**VORLIEGENDER TEXTAUSZUG**:
Also baue ich einen Adaptor auf dieses System. Ausgangsseitig also ein Innengewinde M10x1.25 und eingangseitig... hmmm. Die Zylinder sind aus Aluminium. Die Wand, in die die Adaptoren eingeschraubt werden müssen ist ca 8mm dick. Das ist nicht viel. Ich entscheide mich, möglichst viele Geweindegänge zu benutzen und außerdem ein Feingewinde zu nehmen, weil das eine sehr hohe Selbsthemmung gegen herausdrehen hat. Der nächstgrößere Gewindebohrer (vom im HBZ vorhandenen Gewinde ausgehend) in meinem unüberschaubaren Werkzeugarsenal, zu dem ich auch ein passendes Schneideisen für den Adaptor hab, ist ein R1/8 Zoll. Ja, das sieht gut aus. Ich schneide also so ein R1/8"-Gewinde in die HBZ. Anschließend werden zwei Adaptoren gedreht, gebohrt und Flächen für einen Maulschlüssel angefräst. Die Flächen braucht man, um die Adaptoren festzuschrauben. Wer nimmt schon gern eine Wasserpumpenzange...nee, also... ;-)

**DEINE AUFGABE**: Gib bitte den Textauszug über den Bau der Gewindeadapter vollständig und unverändert wieder. Die nachstehende Auflistung hat mit dem Textauszug nichts zu tun.

**BEREITGESTELLTE DATEN**:
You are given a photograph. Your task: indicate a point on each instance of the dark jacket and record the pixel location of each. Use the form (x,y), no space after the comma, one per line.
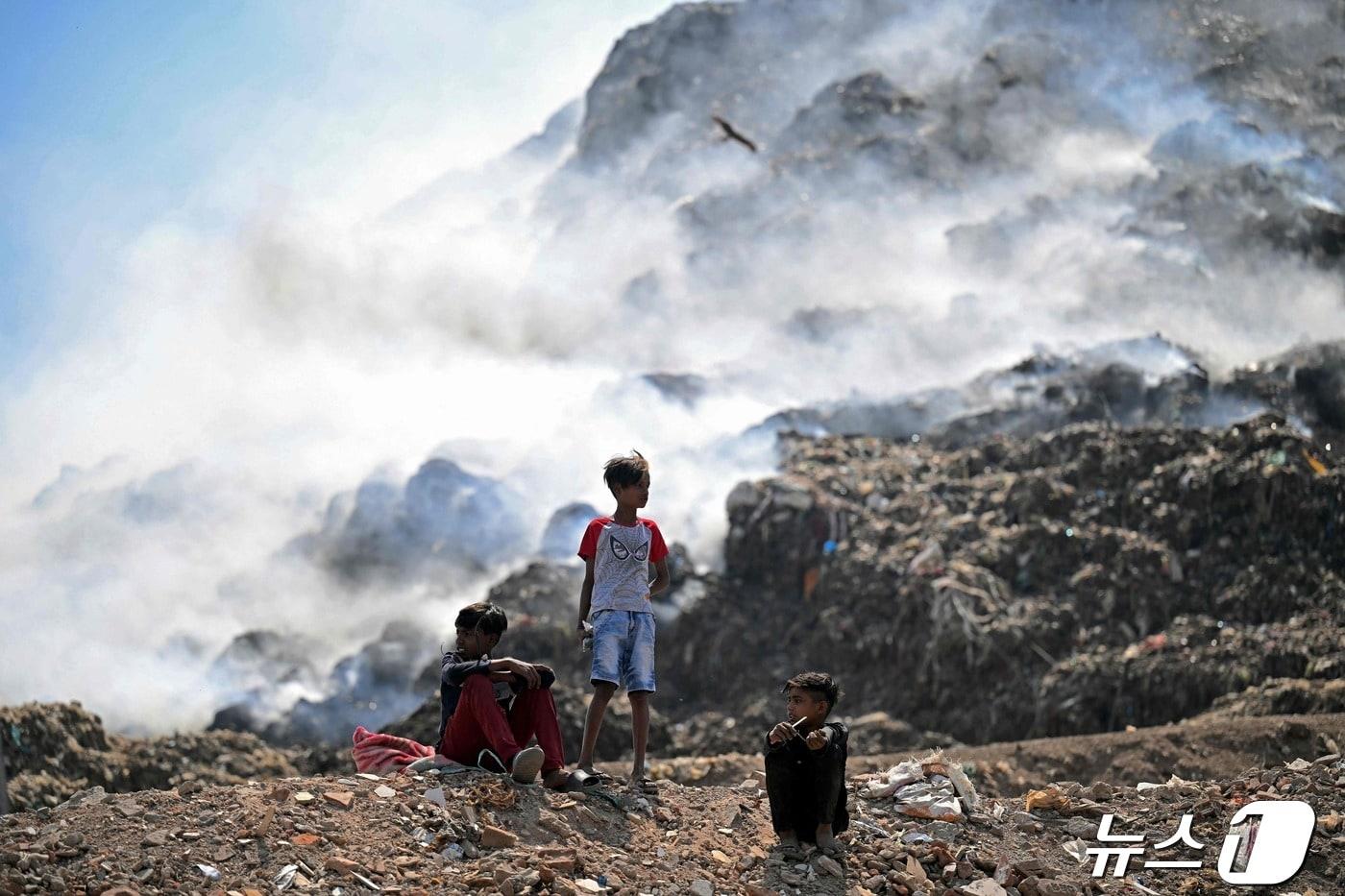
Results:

**ERGEBNIS DER ÜBUNG**:
Also baue ich einen Adaptor auf dieses System. Ausgangsseitig also ein Innengewinde M10x1.25 und eingangseitig... hmmm. Die Zylinder sind aus Aluminium. Die Wand, in die die Adaptoren eingeschraubt werden müssen ist ca 8mm dick. Das ist nicht viel. Ich entscheide mich, möglichst viele Geweindegänge zu benutzen und außerdem ein Feingewinde zu nehmen, weil das eine sehr hohe Selbsthemmung gegen herausdrehen hat. Der nächstgrößere Gewindebohrer (vom im HBZ vorhandenen Gewinde ausgehend) in meinem unüberschaubaren Werkzeugarsenal, zu dem ich auch ein passendes Schneideisen für den Adaptor hab, ist ein R1/8 Zoll. Ja, das sieht gut aus. Ich schneide also so ein R1/8"-Gewinde in die HBZ. Anschließend werden zwei Adaptoren gedreht, gebohrt und Flächen für einen Maulschlüssel angefräst. Die Flächen braucht man, um die Adaptoren festzuschrauben. Wer nimmt schon gern eine Wasserpumpenzange...nee, also... ;-)